_EXERCISE OBJECTIVE:_
Return the lines beginning at the one that contains "Where can you find the puppy's open" and running to the end of the records, exactly and with nothing else. Omit pictures.

[Entries from a dataset]

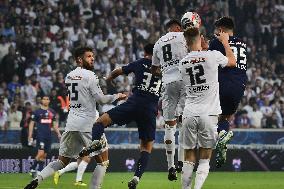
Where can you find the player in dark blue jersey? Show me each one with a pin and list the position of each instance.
(232, 82)
(140, 107)
(44, 119)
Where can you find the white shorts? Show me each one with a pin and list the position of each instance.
(173, 100)
(72, 142)
(199, 131)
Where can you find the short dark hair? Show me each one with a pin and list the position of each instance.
(79, 52)
(148, 48)
(225, 22)
(190, 34)
(172, 22)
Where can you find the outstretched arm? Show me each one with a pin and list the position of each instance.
(224, 39)
(114, 74)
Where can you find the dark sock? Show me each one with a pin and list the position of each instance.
(142, 164)
(223, 125)
(40, 165)
(97, 131)
(33, 167)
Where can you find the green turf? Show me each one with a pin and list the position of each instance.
(216, 180)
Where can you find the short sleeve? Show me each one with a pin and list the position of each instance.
(155, 58)
(34, 116)
(221, 59)
(131, 67)
(94, 85)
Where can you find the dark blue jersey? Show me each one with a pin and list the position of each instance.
(43, 120)
(239, 48)
(145, 83)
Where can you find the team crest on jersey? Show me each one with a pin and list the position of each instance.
(74, 77)
(169, 38)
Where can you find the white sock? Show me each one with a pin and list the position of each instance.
(98, 176)
(70, 167)
(80, 171)
(170, 135)
(201, 173)
(49, 170)
(186, 176)
(180, 153)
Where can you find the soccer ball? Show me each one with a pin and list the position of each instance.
(190, 19)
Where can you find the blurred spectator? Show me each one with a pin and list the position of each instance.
(26, 118)
(14, 87)
(14, 117)
(3, 117)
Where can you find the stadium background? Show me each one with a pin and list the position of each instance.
(38, 37)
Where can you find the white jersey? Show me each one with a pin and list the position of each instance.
(199, 71)
(168, 51)
(84, 91)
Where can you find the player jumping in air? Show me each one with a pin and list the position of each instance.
(84, 92)
(140, 107)
(168, 51)
(232, 81)
(199, 71)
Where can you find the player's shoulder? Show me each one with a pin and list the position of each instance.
(185, 59)
(215, 41)
(170, 36)
(52, 110)
(79, 74)
(237, 41)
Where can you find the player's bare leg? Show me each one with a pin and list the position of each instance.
(187, 169)
(82, 165)
(203, 167)
(100, 170)
(145, 151)
(97, 132)
(224, 137)
(49, 170)
(39, 160)
(180, 148)
(70, 167)
(169, 140)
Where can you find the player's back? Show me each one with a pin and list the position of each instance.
(199, 70)
(43, 121)
(168, 51)
(82, 108)
(146, 85)
(238, 73)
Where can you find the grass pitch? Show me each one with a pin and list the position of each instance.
(151, 180)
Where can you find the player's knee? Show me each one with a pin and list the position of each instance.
(86, 159)
(203, 166)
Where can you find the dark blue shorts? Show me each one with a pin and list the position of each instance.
(231, 93)
(43, 143)
(141, 111)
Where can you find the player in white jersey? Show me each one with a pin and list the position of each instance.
(199, 71)
(81, 165)
(84, 92)
(168, 51)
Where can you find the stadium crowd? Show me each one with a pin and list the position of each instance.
(38, 37)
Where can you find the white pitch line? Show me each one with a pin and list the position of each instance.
(12, 187)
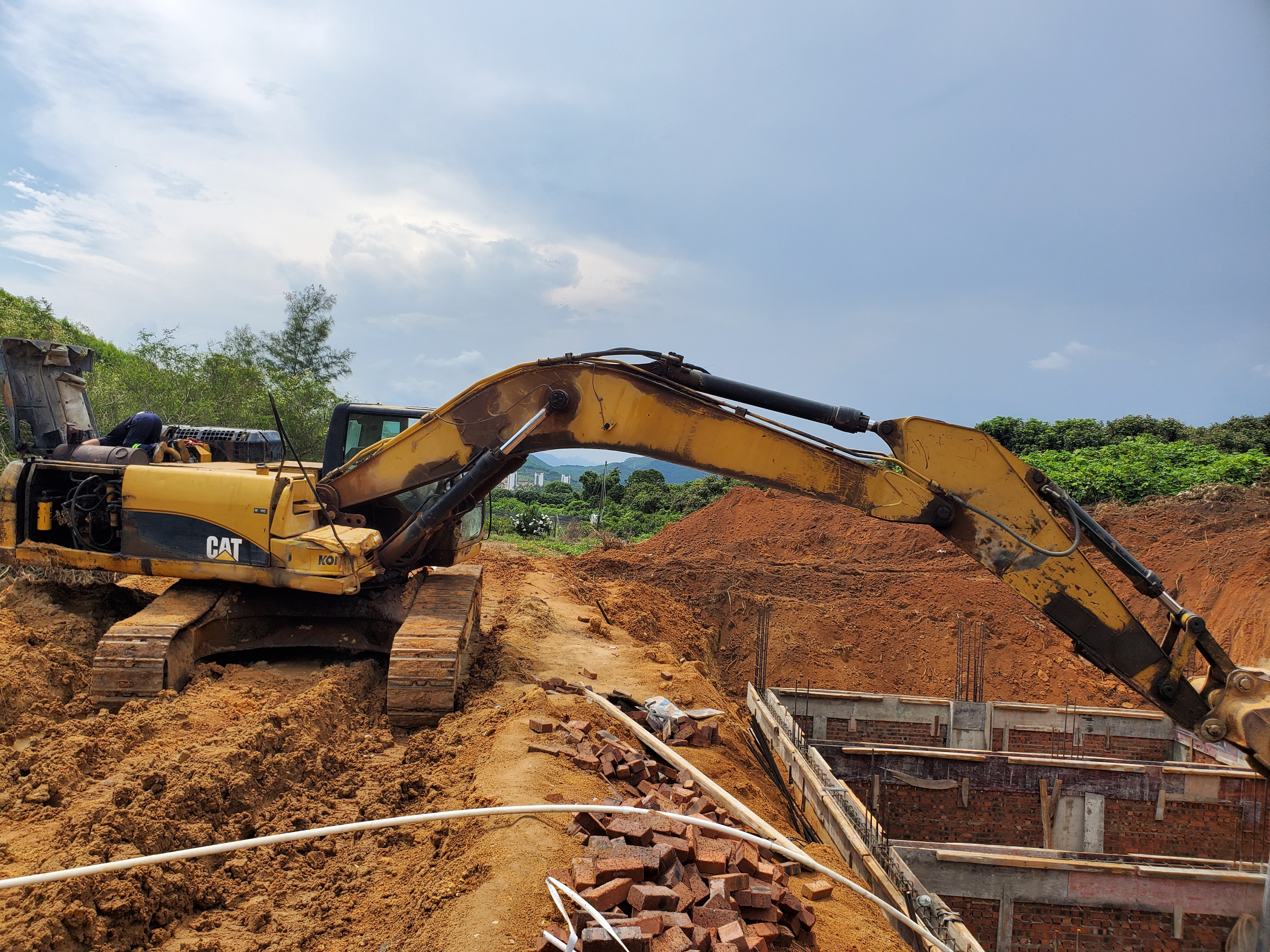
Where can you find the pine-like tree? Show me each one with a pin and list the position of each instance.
(301, 348)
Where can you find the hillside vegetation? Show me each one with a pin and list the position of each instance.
(221, 384)
(1133, 457)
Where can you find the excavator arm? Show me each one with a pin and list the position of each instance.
(996, 508)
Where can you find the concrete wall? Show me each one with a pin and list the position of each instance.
(1019, 728)
(1123, 907)
(1207, 812)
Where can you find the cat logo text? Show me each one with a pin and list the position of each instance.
(223, 549)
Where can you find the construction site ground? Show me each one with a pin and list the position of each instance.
(286, 743)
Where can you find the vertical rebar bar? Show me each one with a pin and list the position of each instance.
(761, 649)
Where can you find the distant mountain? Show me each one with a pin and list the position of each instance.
(558, 460)
(673, 473)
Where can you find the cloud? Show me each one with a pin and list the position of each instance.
(468, 360)
(1062, 360)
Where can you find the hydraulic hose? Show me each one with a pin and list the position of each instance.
(214, 848)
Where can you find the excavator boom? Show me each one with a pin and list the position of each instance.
(408, 502)
(959, 480)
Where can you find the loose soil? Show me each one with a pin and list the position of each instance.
(863, 605)
(300, 742)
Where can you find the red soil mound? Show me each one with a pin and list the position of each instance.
(870, 606)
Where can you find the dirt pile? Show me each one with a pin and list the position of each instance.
(869, 606)
(49, 632)
(295, 743)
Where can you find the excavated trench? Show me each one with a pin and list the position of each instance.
(288, 742)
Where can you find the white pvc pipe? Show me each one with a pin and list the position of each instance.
(211, 850)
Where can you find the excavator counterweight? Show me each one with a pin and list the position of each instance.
(271, 557)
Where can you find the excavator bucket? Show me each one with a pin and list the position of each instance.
(427, 634)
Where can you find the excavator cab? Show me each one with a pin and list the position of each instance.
(46, 394)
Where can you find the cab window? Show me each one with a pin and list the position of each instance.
(369, 429)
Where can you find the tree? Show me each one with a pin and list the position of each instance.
(591, 482)
(301, 348)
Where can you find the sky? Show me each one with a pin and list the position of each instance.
(959, 211)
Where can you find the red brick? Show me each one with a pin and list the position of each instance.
(733, 881)
(733, 933)
(765, 931)
(634, 829)
(652, 923)
(818, 890)
(619, 867)
(647, 897)
(708, 918)
(685, 895)
(694, 881)
(712, 862)
(673, 940)
(583, 874)
(608, 895)
(649, 857)
(667, 824)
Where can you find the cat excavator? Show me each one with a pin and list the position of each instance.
(371, 550)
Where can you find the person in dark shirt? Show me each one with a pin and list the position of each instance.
(141, 429)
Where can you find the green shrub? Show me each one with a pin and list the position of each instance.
(1145, 466)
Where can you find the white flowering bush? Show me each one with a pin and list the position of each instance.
(531, 522)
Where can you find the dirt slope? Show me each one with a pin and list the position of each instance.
(249, 751)
(870, 606)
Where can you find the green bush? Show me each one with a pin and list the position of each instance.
(1145, 466)
(218, 385)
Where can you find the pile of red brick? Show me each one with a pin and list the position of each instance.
(665, 885)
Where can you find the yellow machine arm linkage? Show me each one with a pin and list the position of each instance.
(958, 480)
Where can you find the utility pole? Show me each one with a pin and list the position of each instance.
(604, 487)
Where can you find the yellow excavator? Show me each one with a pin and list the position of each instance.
(276, 552)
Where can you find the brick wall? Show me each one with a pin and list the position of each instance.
(1013, 819)
(888, 733)
(980, 917)
(879, 732)
(938, 815)
(1050, 928)
(1203, 830)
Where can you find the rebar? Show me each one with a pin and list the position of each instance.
(765, 614)
(971, 657)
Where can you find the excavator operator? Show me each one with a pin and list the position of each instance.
(143, 429)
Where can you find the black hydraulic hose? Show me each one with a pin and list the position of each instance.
(761, 751)
(673, 367)
(487, 465)
(1142, 578)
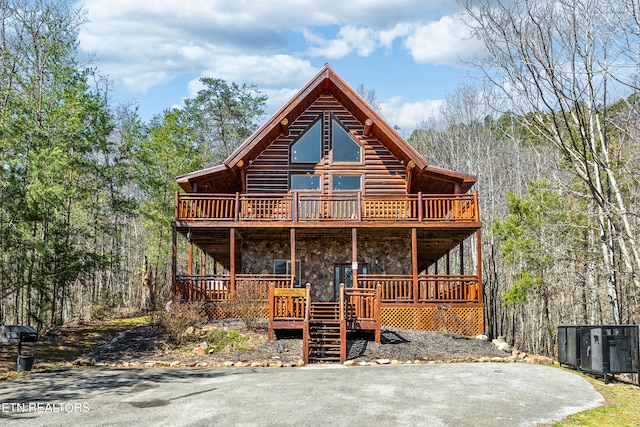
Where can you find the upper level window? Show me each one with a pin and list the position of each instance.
(346, 182)
(308, 148)
(304, 182)
(345, 149)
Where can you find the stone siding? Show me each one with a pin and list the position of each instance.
(319, 254)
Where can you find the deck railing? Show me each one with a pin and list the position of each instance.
(288, 304)
(296, 207)
(362, 304)
(202, 288)
(430, 288)
(394, 288)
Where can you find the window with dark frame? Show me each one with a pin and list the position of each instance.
(304, 182)
(308, 148)
(345, 148)
(283, 266)
(346, 182)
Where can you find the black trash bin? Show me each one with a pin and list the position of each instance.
(25, 362)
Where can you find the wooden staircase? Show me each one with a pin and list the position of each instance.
(326, 337)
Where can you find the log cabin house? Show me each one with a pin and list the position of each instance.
(332, 220)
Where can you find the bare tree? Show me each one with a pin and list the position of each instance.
(551, 60)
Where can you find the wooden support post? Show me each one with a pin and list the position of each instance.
(232, 261)
(284, 126)
(368, 124)
(174, 258)
(343, 326)
(448, 259)
(237, 211)
(271, 312)
(462, 257)
(354, 257)
(414, 263)
(479, 265)
(409, 171)
(305, 325)
(190, 258)
(177, 207)
(292, 244)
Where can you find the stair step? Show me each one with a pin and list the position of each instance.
(324, 332)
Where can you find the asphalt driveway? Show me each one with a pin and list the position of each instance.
(474, 394)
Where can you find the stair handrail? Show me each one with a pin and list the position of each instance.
(343, 327)
(305, 325)
(307, 308)
(341, 308)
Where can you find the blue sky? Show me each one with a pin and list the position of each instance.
(412, 53)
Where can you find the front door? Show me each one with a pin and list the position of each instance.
(343, 273)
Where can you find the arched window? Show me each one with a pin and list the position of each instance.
(345, 149)
(308, 148)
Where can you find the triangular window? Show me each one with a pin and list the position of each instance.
(345, 149)
(307, 149)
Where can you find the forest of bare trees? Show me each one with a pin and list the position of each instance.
(551, 130)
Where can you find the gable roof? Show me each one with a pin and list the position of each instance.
(227, 177)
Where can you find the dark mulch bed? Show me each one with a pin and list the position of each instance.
(149, 343)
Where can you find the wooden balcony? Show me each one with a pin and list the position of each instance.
(395, 289)
(401, 289)
(303, 208)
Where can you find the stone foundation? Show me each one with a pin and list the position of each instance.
(319, 254)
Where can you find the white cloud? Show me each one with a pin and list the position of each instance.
(408, 115)
(349, 39)
(274, 71)
(445, 41)
(144, 43)
(387, 37)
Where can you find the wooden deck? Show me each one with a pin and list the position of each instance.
(395, 289)
(299, 208)
(435, 302)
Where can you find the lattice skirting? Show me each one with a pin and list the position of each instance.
(459, 319)
(463, 320)
(224, 310)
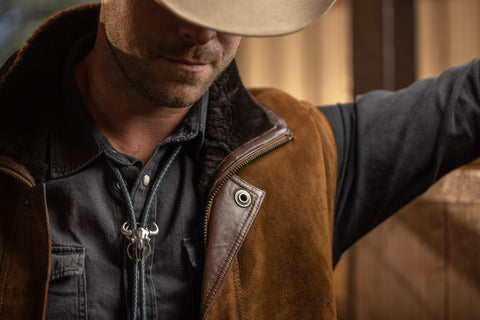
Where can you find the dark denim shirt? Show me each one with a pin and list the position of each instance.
(89, 262)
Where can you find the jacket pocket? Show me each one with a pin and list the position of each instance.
(67, 296)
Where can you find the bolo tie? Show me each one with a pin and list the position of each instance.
(138, 236)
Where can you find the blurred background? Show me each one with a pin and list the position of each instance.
(424, 263)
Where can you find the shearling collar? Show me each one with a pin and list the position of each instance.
(30, 91)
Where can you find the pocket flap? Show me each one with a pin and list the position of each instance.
(67, 261)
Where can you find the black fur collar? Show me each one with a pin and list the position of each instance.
(30, 90)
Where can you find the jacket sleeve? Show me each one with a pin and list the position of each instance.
(393, 145)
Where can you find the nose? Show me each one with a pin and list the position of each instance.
(196, 34)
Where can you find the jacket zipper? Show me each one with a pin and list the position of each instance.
(16, 176)
(231, 173)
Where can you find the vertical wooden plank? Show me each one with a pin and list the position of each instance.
(464, 260)
(400, 267)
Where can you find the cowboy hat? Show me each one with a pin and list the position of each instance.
(250, 17)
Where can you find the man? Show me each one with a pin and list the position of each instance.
(140, 179)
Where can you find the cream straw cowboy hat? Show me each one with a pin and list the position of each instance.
(250, 17)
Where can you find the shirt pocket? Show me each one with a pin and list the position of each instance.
(67, 295)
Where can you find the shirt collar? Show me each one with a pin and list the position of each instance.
(76, 140)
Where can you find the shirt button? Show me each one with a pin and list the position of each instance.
(146, 180)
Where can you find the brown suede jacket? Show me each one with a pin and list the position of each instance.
(268, 258)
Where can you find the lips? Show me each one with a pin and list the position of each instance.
(188, 65)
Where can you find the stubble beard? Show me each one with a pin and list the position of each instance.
(174, 90)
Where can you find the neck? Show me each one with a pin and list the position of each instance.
(133, 124)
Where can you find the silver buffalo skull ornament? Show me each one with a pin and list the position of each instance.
(139, 240)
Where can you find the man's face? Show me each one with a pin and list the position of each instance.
(167, 59)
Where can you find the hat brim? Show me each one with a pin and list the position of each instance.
(260, 18)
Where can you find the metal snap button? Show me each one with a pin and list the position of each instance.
(243, 198)
(146, 180)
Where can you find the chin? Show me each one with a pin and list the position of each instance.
(177, 98)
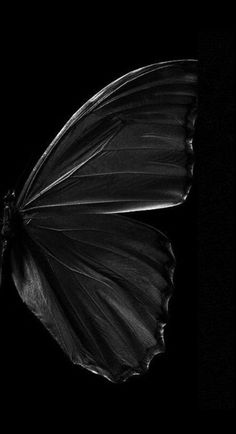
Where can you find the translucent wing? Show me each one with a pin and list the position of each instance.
(129, 148)
(100, 284)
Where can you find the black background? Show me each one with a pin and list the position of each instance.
(44, 83)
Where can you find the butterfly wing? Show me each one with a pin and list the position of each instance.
(129, 148)
(100, 284)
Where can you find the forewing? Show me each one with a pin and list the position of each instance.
(101, 285)
(129, 148)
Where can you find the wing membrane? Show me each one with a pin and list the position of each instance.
(101, 285)
(129, 148)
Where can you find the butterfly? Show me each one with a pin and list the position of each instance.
(99, 281)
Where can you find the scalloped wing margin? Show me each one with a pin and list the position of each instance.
(100, 285)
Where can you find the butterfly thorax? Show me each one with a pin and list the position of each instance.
(9, 212)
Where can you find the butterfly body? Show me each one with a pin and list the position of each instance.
(101, 282)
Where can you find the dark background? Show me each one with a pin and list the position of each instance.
(44, 83)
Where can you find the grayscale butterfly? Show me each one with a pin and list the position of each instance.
(101, 282)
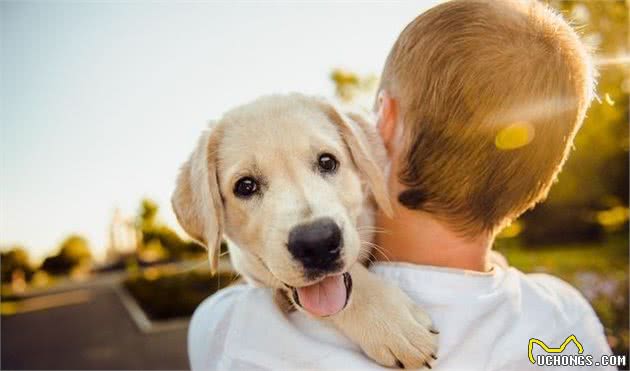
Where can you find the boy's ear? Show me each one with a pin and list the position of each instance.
(386, 118)
(366, 150)
(197, 201)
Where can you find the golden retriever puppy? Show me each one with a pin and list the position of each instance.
(291, 182)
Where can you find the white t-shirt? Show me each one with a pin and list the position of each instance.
(486, 321)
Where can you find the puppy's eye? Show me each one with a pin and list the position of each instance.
(327, 163)
(245, 187)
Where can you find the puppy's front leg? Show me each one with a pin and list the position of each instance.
(389, 327)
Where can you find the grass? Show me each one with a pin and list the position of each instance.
(598, 270)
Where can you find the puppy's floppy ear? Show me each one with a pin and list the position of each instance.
(366, 149)
(197, 201)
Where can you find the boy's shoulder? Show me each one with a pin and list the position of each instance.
(241, 327)
(552, 295)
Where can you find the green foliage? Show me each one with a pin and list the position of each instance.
(16, 258)
(74, 252)
(598, 270)
(164, 295)
(158, 236)
(595, 178)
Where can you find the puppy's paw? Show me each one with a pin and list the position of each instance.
(388, 326)
(402, 336)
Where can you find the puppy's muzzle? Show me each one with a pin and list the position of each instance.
(317, 245)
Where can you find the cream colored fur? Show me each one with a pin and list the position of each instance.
(278, 139)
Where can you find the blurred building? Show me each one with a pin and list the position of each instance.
(123, 237)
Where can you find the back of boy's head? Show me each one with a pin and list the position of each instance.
(490, 95)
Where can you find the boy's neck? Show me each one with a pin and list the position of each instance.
(417, 237)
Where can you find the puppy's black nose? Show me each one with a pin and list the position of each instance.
(316, 245)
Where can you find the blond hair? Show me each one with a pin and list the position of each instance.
(490, 95)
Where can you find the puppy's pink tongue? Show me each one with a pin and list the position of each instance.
(324, 298)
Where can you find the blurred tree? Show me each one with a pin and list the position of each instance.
(595, 178)
(74, 253)
(148, 213)
(158, 240)
(14, 259)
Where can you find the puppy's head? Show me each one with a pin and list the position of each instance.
(285, 178)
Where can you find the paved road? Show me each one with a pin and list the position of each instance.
(97, 334)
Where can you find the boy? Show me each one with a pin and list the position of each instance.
(478, 107)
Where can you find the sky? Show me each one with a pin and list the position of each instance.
(101, 101)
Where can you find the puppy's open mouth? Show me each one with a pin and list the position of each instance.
(326, 297)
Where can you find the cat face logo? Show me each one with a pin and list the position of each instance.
(547, 349)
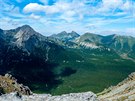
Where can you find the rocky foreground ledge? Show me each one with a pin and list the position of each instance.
(124, 91)
(87, 96)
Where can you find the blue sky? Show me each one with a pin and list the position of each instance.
(53, 16)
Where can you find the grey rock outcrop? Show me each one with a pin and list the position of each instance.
(124, 91)
(87, 96)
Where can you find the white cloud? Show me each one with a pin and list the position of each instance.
(33, 16)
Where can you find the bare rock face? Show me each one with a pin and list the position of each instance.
(87, 96)
(124, 91)
(9, 84)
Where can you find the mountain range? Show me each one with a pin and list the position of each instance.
(52, 61)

_TASK ANSWER:_
Where can you find the puppy's open mouth? Show me each one with a pin and list the position of each instance.
(326, 297)
Where can you find the cat face logo? Show me each one with a pin and list the position of each instance.
(547, 349)
Where can you find the rocky foreground ledge? Show me each one with a pin and list the position of each instance.
(124, 91)
(87, 96)
Where can you find the blue sky? Show me each one with a pin and list the position of each instance.
(53, 16)
Where can you find the grey rock outcrop? Show me each one with a pin and list the position of each instance.
(124, 91)
(87, 96)
Where can you find the white cloud? Show me each one with a pin and list the position of each instance.
(33, 16)
Where can you find the bare rock face? Show me each one with a pin and list the position of each instance.
(87, 96)
(124, 91)
(9, 84)
Where can you find the mountain range? Show me each one with a pin and list the position of each instance.
(52, 61)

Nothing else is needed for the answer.